- Work item -
Your task is to reproduce, exactly and only, the lines running from the line containing "Can you find the open" to the end of the data below, both included.

(Beginning of Data records)

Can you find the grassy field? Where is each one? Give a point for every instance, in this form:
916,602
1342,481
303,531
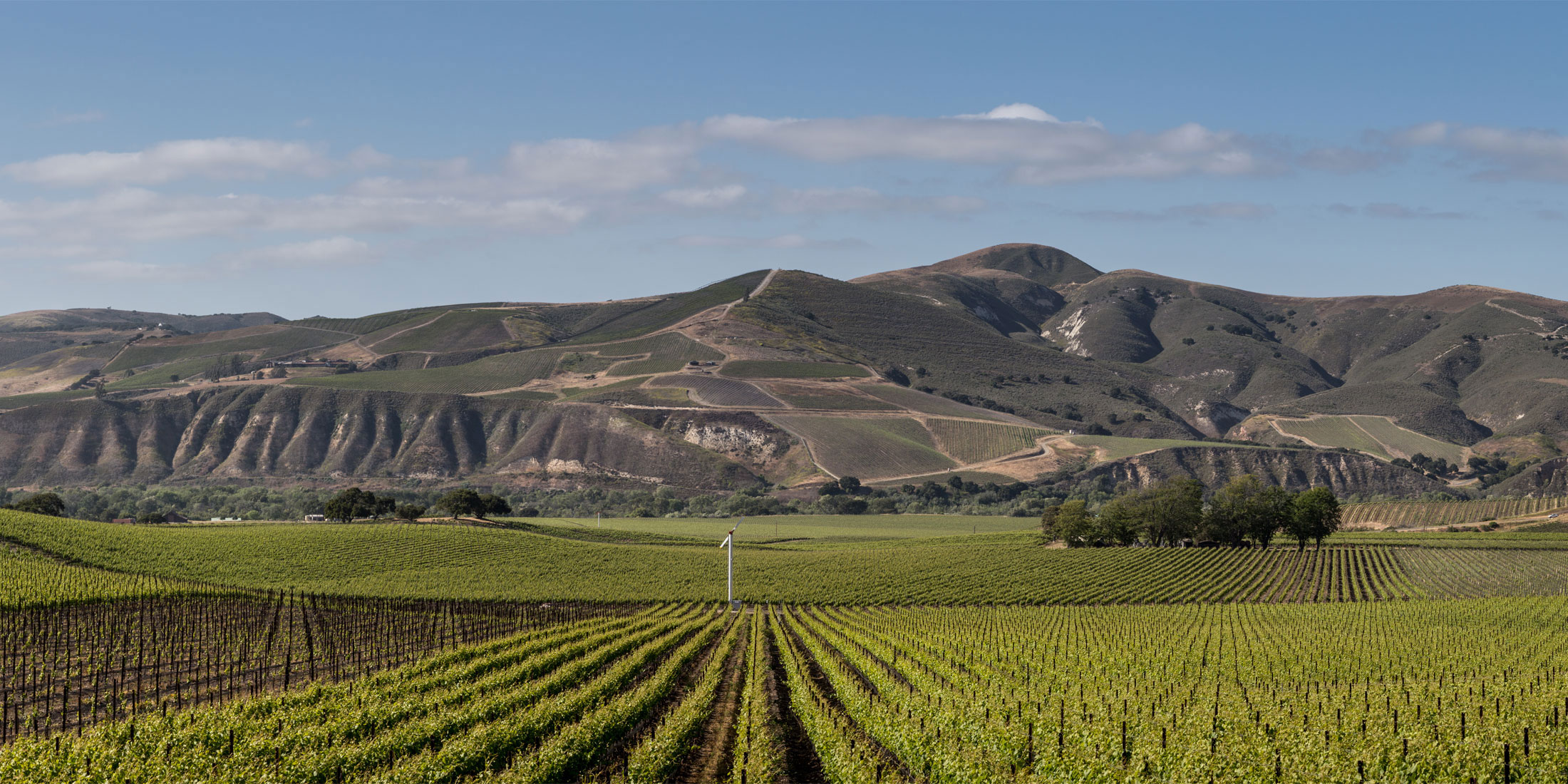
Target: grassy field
1373,435
1407,443
835,401
720,391
767,369
673,309
1334,432
861,695
869,646
939,406
667,354
463,562
43,397
373,324
1418,513
971,441
452,331
483,375
159,377
867,448
257,342
32,581
800,529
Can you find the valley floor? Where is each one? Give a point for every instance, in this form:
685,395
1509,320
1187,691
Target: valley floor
866,649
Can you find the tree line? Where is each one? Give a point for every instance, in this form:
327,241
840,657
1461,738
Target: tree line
1175,512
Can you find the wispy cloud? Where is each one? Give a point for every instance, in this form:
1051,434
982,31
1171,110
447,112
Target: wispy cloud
1398,212
1033,146
1197,214
781,242
704,198
330,252
120,270
173,160
71,118
1493,153
794,201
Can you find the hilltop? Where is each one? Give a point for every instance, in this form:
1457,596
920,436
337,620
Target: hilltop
1015,363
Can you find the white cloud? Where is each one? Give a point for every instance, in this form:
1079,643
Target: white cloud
781,242
1498,154
1013,112
1189,212
173,160
867,200
331,252
118,270
367,158
704,198
1404,214
568,167
142,215
76,118
1037,148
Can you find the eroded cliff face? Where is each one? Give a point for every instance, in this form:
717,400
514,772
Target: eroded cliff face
1292,469
324,433
736,435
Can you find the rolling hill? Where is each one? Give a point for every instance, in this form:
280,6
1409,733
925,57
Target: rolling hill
1013,361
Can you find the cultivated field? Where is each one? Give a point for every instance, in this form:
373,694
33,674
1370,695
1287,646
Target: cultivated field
1118,448
1371,435
667,354
867,448
939,406
257,342
971,441
482,375
767,369
1420,513
720,391
599,651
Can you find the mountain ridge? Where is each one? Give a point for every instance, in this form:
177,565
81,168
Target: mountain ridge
916,358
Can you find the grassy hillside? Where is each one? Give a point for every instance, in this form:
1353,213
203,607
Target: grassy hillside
979,441
371,324
1415,513
665,354
1115,448
259,342
673,309
777,369
866,448
495,372
720,391
450,331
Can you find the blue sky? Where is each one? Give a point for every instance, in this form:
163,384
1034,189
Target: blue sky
356,158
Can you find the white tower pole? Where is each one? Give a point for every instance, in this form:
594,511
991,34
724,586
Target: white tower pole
730,565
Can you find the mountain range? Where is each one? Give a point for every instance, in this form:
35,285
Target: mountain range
1015,363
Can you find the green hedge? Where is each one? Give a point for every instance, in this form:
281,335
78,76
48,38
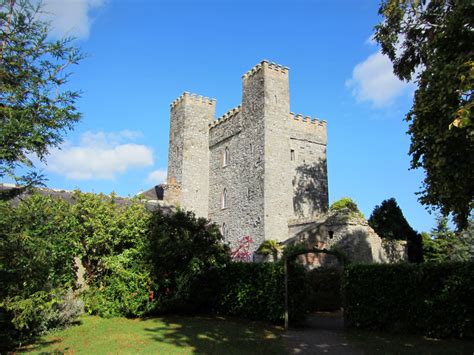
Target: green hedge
325,289
432,299
256,291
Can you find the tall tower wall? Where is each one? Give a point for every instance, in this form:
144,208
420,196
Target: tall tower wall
188,155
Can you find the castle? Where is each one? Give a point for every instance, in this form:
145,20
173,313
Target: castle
259,170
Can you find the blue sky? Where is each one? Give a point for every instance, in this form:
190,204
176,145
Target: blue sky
143,54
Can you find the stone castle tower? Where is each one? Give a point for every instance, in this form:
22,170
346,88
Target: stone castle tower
259,170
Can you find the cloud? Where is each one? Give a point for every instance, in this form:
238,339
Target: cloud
70,17
99,156
156,177
373,81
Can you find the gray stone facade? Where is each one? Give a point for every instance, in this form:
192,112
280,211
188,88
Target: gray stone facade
255,170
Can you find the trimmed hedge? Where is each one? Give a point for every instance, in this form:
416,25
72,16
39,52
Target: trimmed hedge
432,299
325,289
256,291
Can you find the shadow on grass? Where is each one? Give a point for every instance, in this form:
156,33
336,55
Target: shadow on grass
37,345
387,343
217,335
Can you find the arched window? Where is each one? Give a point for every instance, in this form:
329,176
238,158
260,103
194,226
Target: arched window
226,157
225,199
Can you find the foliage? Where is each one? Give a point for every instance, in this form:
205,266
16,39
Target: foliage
325,289
270,247
431,299
256,291
35,109
388,222
37,249
431,42
184,251
115,254
445,245
242,252
37,246
346,203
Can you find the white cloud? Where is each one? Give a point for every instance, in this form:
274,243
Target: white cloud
99,156
156,177
70,17
373,81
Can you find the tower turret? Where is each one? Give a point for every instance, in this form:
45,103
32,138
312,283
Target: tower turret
188,154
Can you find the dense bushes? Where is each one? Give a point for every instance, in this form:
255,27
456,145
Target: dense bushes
256,291
115,253
37,248
185,251
432,299
325,289
388,222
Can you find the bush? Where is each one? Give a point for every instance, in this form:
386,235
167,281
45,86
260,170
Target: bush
388,222
431,299
37,248
24,317
115,253
256,291
184,251
346,203
325,289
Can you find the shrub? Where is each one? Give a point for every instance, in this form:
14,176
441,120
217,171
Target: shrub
346,203
324,289
37,248
256,291
115,253
184,249
24,317
432,299
388,222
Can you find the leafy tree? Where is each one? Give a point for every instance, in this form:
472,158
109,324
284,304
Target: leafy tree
388,222
185,251
430,42
348,204
35,108
38,244
443,244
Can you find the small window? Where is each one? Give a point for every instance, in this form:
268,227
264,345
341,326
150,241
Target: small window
226,157
225,199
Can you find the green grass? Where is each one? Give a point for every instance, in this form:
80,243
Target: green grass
370,342
164,335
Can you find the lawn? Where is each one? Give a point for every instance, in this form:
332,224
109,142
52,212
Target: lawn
164,335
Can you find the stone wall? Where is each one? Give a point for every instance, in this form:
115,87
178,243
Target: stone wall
277,167
349,233
310,181
188,155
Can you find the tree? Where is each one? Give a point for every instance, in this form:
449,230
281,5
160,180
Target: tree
388,222
35,109
430,42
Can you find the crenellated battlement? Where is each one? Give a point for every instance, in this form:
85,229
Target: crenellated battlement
307,119
226,116
268,64
195,98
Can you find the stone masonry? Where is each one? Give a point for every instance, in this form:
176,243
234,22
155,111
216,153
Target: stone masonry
256,169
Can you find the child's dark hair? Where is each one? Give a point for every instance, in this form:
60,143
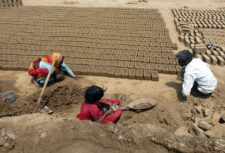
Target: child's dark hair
93,94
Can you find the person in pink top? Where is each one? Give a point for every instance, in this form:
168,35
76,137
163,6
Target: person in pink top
98,109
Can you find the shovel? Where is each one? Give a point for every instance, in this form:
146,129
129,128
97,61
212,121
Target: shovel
140,105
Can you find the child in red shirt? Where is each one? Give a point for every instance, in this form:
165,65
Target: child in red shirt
100,110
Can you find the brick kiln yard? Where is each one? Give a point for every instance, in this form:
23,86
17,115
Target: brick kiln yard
119,47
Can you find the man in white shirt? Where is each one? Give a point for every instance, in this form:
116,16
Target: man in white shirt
197,75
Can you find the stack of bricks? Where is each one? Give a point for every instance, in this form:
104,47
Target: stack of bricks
10,3
114,42
199,28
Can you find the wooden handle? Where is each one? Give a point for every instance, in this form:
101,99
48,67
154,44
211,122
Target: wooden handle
46,82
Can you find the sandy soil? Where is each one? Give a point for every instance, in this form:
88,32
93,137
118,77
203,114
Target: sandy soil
151,130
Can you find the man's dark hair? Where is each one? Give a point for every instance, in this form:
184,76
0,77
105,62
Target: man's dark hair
184,56
93,94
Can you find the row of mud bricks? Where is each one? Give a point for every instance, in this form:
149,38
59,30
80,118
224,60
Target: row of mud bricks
116,72
10,3
189,24
131,73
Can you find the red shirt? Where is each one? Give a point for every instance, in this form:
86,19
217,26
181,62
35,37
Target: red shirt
93,111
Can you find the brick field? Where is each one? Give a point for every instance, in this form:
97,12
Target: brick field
114,42
200,28
10,3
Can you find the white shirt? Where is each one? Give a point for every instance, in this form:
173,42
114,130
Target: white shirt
198,71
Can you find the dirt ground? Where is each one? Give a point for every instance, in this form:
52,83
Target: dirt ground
156,130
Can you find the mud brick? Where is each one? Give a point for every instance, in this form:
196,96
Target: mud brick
76,69
165,60
221,53
158,67
199,48
98,62
151,66
117,64
220,60
208,52
125,72
173,69
215,53
134,53
140,53
83,70
144,66
111,71
132,73
165,55
97,70
147,75
139,58
155,75
133,58
127,58
206,58
152,54
159,60
181,38
213,59
118,72
152,60
158,49
158,54
172,55
104,70
124,64
146,54
146,59
90,70
199,56
138,65
174,46
139,74
172,60
178,68
130,64
165,68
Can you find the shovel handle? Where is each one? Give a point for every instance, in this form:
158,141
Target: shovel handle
46,82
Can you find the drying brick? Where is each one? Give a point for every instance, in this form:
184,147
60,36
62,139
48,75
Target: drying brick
118,72
213,59
155,75
111,71
125,72
147,75
139,74
131,73
206,58
220,60
130,64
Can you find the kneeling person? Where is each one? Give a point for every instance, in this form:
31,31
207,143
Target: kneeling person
197,75
98,109
39,69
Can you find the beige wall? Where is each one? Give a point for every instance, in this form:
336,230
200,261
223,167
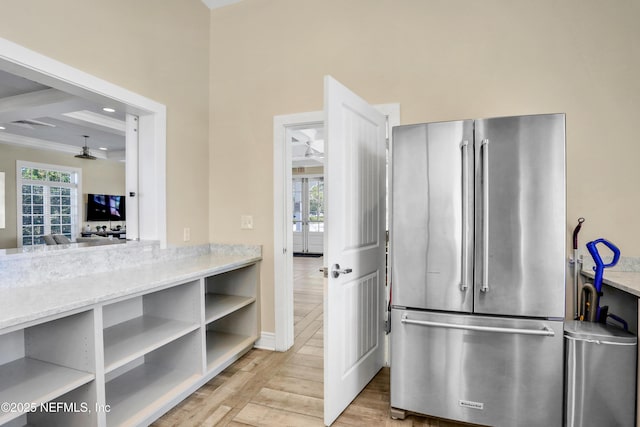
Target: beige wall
441,60
98,176
158,49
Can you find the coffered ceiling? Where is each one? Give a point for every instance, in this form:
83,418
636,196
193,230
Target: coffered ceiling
37,116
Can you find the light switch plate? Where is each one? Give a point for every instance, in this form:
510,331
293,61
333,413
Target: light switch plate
246,222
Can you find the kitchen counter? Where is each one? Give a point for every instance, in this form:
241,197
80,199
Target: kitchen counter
627,281
30,303
136,333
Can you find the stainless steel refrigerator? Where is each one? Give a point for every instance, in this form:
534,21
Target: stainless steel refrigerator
477,247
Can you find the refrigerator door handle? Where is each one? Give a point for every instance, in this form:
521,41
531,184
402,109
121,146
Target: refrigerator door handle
484,286
545,331
464,152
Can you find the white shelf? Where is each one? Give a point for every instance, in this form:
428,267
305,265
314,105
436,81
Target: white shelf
221,346
32,381
218,305
129,340
138,394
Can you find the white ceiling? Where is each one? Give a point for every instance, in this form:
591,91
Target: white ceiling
38,116
214,4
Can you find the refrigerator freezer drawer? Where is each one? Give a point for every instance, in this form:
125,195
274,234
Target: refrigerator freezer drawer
484,370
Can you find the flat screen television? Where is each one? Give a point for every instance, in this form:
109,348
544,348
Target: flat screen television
105,207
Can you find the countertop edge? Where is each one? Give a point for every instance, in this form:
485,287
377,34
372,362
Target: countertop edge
87,300
627,281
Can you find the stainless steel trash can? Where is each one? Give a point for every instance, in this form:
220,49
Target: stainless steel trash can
600,375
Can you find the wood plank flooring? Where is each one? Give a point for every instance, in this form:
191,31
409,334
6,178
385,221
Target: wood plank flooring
266,388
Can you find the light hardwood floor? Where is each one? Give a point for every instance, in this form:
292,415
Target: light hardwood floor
266,388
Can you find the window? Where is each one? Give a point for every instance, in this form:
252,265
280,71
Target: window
47,201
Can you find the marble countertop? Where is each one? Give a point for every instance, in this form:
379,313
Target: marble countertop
627,281
31,303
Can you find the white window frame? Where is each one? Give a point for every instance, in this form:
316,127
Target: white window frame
148,165
76,217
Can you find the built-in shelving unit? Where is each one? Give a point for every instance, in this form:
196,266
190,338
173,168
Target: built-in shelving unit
127,361
230,314
43,363
152,381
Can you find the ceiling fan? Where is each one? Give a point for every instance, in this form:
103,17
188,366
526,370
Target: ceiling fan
85,154
312,152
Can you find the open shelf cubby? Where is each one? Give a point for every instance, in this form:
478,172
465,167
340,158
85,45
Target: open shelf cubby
230,336
230,291
45,362
230,315
137,391
139,325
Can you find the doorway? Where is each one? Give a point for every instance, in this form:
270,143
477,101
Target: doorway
285,127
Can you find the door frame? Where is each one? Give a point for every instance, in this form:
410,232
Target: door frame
305,232
282,211
150,162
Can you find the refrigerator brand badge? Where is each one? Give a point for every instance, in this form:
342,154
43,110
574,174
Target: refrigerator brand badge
472,405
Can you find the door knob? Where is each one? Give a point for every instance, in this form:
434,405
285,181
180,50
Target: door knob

(End of Data records)

- Your solution -
Can you find the open shelf cubby? Where is each one? Give a point for every instance, in this form:
478,172
465,167
340,158
85,45
Target: open shelf cubby
230,336
230,291
45,362
230,315
137,391
139,325
Can you find the doorway? Where is each one? Give a point for every instance, in this form:
270,143
477,101
Target: doorway
285,127
Can you find the door frame? Where is each one? Give a point for every instance, in this form:
410,232
Target: door frame
305,232
282,211
150,162
Can you find the refrigerator brand badge? Where is each one? Give a point for every instance, in this form:
342,154
43,110
574,174
Target: refrigerator brand badge
472,405
Can you find the door knob? Where is each one? Give a point for every instance, in this form:
434,405
285,181
180,50
Target: door knob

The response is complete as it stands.